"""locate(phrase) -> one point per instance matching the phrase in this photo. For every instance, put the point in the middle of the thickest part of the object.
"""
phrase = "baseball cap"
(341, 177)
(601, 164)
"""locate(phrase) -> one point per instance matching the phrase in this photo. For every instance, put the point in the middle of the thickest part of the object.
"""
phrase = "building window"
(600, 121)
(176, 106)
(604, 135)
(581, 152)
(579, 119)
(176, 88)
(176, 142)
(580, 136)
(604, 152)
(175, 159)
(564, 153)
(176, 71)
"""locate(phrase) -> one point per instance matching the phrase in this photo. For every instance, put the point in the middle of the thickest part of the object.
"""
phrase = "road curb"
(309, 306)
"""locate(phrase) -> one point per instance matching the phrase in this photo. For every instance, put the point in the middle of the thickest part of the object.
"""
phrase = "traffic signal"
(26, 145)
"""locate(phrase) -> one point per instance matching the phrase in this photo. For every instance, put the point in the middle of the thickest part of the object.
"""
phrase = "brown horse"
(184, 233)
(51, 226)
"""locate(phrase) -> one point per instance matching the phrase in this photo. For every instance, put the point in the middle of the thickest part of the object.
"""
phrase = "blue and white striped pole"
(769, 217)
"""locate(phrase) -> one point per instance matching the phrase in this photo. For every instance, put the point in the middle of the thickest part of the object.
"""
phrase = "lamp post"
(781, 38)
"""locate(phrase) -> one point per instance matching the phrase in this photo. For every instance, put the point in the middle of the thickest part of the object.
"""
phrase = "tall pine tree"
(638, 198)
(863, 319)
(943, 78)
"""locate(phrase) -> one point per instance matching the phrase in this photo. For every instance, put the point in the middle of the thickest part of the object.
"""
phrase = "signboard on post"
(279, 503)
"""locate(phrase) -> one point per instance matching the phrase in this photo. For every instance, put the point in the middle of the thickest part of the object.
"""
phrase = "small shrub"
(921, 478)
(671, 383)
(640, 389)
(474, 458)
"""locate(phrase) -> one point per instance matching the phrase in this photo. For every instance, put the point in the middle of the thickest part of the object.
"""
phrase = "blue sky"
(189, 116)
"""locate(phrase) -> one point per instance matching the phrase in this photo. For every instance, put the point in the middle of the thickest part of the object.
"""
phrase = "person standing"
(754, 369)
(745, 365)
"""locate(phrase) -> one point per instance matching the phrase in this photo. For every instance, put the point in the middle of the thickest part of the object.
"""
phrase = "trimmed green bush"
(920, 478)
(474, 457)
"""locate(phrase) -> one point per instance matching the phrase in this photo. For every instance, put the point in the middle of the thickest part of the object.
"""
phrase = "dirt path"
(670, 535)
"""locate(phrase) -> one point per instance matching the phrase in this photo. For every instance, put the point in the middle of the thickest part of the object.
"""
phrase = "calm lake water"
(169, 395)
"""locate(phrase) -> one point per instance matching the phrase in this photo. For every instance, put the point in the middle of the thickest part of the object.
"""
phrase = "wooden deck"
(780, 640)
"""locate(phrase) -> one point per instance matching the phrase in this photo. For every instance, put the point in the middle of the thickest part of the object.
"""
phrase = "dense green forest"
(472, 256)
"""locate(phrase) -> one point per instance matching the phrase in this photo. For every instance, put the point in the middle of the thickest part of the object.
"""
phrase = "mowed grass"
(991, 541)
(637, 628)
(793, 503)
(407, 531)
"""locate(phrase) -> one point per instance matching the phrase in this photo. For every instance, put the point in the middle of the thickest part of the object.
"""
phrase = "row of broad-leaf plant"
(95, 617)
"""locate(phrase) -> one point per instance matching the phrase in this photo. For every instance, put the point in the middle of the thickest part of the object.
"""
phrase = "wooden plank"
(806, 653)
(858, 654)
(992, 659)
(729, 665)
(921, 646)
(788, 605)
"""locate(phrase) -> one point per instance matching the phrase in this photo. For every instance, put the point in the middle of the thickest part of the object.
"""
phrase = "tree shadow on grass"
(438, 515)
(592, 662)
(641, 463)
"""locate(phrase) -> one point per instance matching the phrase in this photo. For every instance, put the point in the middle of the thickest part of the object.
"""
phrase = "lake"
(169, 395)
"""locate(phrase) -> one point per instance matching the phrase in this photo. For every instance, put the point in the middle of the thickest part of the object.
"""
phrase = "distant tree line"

- - -

**TASK TO COMPLETE**
Make an exact copy of every entry.

**RESULT FOR THIS TASK**
"""locate(phrase) -> one point per instance matching the phrase in this photo. For every instance, put the point in the middle of the thickest part of the object.
"""
phrase = "baseball cap"
(341, 177)
(601, 164)
"""locate(phrase) -> one point per instance matching the phrase in this photo. For every instance, put the point in the middle of the thickest part of the object.
"""
phrase = "building window"
(600, 121)
(176, 106)
(604, 135)
(581, 152)
(579, 119)
(176, 88)
(176, 142)
(580, 136)
(604, 152)
(175, 159)
(564, 153)
(176, 71)
"""locate(phrase) -> one point per instance matching the phrase in this photo. For every instance, put the point in the middle of the thickest part of the object.
"""
phrase = "road curb"
(309, 306)
"""locate(phrase) -> one point per instance matching the phrase in this photo. For every instance, put the point in the middle of the thickest part of the object.
"""
phrase = "traffic signal"
(26, 145)
"""locate(phrase) -> one point per instance matching the phrase in this photo. For every instance, put the point in the middle of the thickest part of the object.
"""
phrase = "brown horse"
(184, 233)
(51, 226)
"""locate(phrase) -> one point per instance matching the phrase in this photo. For every instance, put the point in the middle of the thickest part of the object.
"""
phrase = "blue and white striped pole"
(769, 217)
"""locate(phrase) -> one point per instance matching the phrase in this photo. For every instance, put the point in the middle of the thickest part of the object.
"""
phrase = "lamp post"
(781, 38)
"""locate(phrase) -> one point per instance matching the phrase in this photo. For every instance, put the point in the middle of the thickest part of the object.
"""
phrase = "tall pine tree"
(638, 198)
(863, 319)
(943, 78)
"""locate(phrase) -> one point per instance matching the phrase in this photo. For every instance, put the point in the middle of the thickest part of the object.
"""
phrase = "signboard on post"
(279, 503)
"""locate(phrase) -> one point per instance matching the phrase in this photo. For every instance, put the point in the middle of the thickest part of the object.
"""
phrase = "small shrub"
(921, 478)
(671, 383)
(640, 389)
(474, 458)
"""locate(phrase) -> one point per instance matching the phrase in this photo. For every instance, put the point in the middle of the thickest part of the object.
"""
phrase = "blue sky"
(189, 116)
"""locate(phrase) -> one point per instance matching the phrase in this photo. For every instance, put the point in the middle of the thickest part of the object.
"""
phrase = "person standing"
(754, 369)
(745, 365)
"""locate(phrase) -> one point per instance matching the phrase in this photo. For every instance, put the point in the middle of the thickest part of the object.
"""
phrase = "trimmed green bush"
(920, 478)
(474, 457)
"""locate(phrase) -> one point per instance matching the phrase in this photo. For every instance, put the point in the middle of the thickest part of the object.
"""
phrase = "dirt path"
(670, 535)
"""locate(phrase) -> one point per instance matching the phrase in this photo. For every instance, put the point in the middle of the thickest part of the object.
"""
phrase = "calm lake water"
(169, 395)
"""locate(phrase) -> one point per instance matching the phrase in this photo. For every instance, put the point in the middle of the thickest part of the object.
"""
phrase = "wooden deck"
(780, 640)
"""locate(phrase) -> one point per instance matching the phrase in this photo. For every instance, put the point in the middle of the thickest part of the object.
"""
phrase = "dense green forest"
(472, 256)
"""locate(phrase) -> one point per instance matching the phrase in this photo. For every instance, put the point in the middle of the thickest part of the object.
"""
phrase = "mowed grass"
(991, 541)
(637, 628)
(793, 503)
(407, 531)
"""locate(phrase) -> one point per instance matching the phrase in this photo. For every instance, put the point in the middle of the thickest part of the object.
"""
phrase = "row of broad-leaf plant"
(95, 617)
"""locate(phrase) -> one point per instance matching the phrase in this photo. For every instance, put the point in the middle of the thickest part of the object.
"""
phrase = "wooden plank"
(806, 653)
(858, 654)
(992, 659)
(729, 665)
(921, 646)
(788, 605)
"""locate(phrase) -> one point per instance matching the phrase in this photo. For every instance, put the point in the middle of the thickest part of the object.
"""
phrase = "tree shadow on grass"
(438, 515)
(592, 662)
(641, 463)
"""locate(phrase) -> one point per instance matching the phrase in this photo. For every instance, put the point in the middle of the thickest part of the object.
"""
phrase = "lake"
(169, 395)
"""locate(phrase) -> one point per instance matching the phrase in this photo. For every instance, put the point in the middle of the thickest part of the object.
"""
phrase = "distant tree line"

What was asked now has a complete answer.